## INFORMATION PROVIDED:
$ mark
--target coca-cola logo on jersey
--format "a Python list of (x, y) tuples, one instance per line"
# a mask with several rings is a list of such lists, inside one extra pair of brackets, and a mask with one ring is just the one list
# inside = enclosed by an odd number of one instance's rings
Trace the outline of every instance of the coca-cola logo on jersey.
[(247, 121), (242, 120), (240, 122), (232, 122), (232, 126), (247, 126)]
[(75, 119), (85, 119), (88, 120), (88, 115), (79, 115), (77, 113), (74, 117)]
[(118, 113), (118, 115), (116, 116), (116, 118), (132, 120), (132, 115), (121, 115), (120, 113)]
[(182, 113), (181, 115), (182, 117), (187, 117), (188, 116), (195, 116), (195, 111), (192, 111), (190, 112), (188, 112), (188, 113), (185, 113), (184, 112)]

...

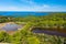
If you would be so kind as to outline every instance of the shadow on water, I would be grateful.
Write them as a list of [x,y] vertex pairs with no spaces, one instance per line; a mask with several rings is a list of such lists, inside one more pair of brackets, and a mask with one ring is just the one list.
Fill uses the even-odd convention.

## OBJECTIVE:
Return the lines from the one with "If you would" up to and including the one with "Fill uses the even-odd convention.", copied exactly.

## EXERCISE RESULT:
If you would be so kind as to outline every instance of the shadow on water, I would be grateful.
Write them as a list of [x,y] vertex pairs with no spaces, one instance per line; a mask with several rings is a list of such lists, inside one more pair of brackets, and a mask with one ring is just the one list.
Fill uses the even-odd convention.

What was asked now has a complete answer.